[Start]

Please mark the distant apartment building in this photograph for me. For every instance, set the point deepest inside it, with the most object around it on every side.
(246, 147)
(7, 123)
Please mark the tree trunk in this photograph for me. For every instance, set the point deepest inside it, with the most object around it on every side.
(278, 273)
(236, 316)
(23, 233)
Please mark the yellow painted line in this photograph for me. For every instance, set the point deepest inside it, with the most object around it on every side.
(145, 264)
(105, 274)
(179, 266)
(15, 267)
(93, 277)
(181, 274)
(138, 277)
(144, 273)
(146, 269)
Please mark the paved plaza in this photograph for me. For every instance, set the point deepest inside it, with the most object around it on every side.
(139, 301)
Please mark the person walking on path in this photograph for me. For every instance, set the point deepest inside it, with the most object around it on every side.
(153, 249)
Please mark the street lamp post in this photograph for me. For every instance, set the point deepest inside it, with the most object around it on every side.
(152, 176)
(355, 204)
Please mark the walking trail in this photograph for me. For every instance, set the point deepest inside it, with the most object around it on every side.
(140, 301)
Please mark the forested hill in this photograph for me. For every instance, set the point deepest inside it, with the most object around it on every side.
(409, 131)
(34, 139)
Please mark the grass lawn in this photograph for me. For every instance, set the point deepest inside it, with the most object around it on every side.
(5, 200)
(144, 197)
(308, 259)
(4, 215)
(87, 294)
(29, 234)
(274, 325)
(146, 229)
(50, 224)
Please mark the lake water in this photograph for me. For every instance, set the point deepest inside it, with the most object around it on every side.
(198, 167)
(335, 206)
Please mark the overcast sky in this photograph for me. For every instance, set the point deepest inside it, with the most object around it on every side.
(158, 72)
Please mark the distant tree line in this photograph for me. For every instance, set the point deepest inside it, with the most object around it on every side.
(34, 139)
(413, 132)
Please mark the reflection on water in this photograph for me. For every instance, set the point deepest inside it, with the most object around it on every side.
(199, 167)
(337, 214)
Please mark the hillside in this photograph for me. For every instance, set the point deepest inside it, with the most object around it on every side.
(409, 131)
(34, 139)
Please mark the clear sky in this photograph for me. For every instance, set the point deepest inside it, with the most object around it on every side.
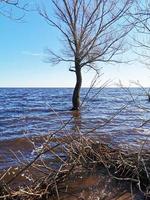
(22, 59)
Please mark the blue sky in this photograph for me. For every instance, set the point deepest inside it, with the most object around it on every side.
(22, 59)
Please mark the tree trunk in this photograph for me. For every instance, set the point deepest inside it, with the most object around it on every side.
(76, 92)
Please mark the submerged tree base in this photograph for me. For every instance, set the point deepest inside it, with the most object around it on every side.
(81, 168)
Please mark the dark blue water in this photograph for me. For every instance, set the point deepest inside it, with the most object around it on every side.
(116, 115)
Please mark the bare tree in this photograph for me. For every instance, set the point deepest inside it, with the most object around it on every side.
(93, 31)
(7, 8)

[End]

TASK DETAILS:
Quote every entry above word for word, and leave the picture out of your answer.

PROBLEM SOLUTION:
Please mark the distant apartment building in this photograph for me. For every instance, set the point deepest inside it, with the most object around it on every side.
(246, 147)
(7, 123)
Please mark the tree trunk in this photograph for me. For every instance, set the point deepest inside it, with the most object around it on every side.
(278, 273)
(236, 316)
(23, 233)
Please mark the yellow painted line in this photograph for me. For every instance, set the point deepest inside it, with the most object around it on every side.
(145, 264)
(105, 274)
(179, 266)
(15, 267)
(93, 277)
(181, 274)
(138, 277)
(144, 273)
(146, 269)
Please mark the paved plaza in this photograph for me. For every instance, set the point deepest inside it, with the most object around it on every side.
(139, 301)
Please mark the person walking on path in this photograph for me. For every instance, set the point deepest inside it, with the most object around it on every side.
(153, 249)
Please mark the street lamp post in this photograph for me. For every instance, set the point deepest inside it, with the most object around it on every side.
(152, 176)
(355, 204)
Please mark the walking trail in this photograph for me. For every instance, set the point deepest inside it, with the most object around it on every side.
(140, 301)
Please mark the forested hill in this photograph for me. For every instance, set the point deepest inside it, with the most object around it on every side.
(409, 131)
(34, 139)
Please mark the grass lawn in this photograph for me. For every instance, set the point deepest inside it, with the most object around it on every side.
(5, 200)
(144, 197)
(308, 259)
(4, 215)
(87, 294)
(29, 234)
(274, 325)
(146, 229)
(50, 224)
Please mark the lake water in this photograph for me. For every instance, set the point deepest inside it, with the most object around it on every side.
(198, 167)
(335, 206)
Please mark the overcast sky in this photograph for me. For every instance, set the point deepest inside it, with the most object around it on every side.
(158, 72)
Please mark the distant tree line in this photograph for me. For every instance, set the point deepest inside it, with the most object around it on every side.
(34, 139)
(413, 132)
Please mark the reflection on water in this photograph for me. For every instance, set the point deepest inside it, with the most object around it on every side.
(199, 167)
(337, 214)
Please mark the hillside in this photograph for me. For every instance, set the point deepest inside it, with the most object around it on every side.
(409, 131)
(34, 139)
Please mark the clear sky in this photograph for me. For every instance, set the point deepest inside it, with the most object around it on every side.
(22, 59)
Please mark the blue sky in this photograph for me. For every instance, set the point deepest inside it, with the most object around it on every side.
(22, 59)
Please mark the tree trunk in this photograph for me. For every instance, set the point deepest inside it, with the most object around it on every side.
(76, 92)
Please mark the submerged tree base in this photograph for me. For every instance, set the point deepest inside it, with the most object around it on every side.
(81, 168)
Please mark the dark blue water in this photograph for me. For every instance, set the point deepest inside it, with the most object around it on every side.
(116, 115)
Please mark the bare tree in this photograph for me. For every instance, set the point deepest inside it, with the most object around it on every side.
(93, 31)
(7, 8)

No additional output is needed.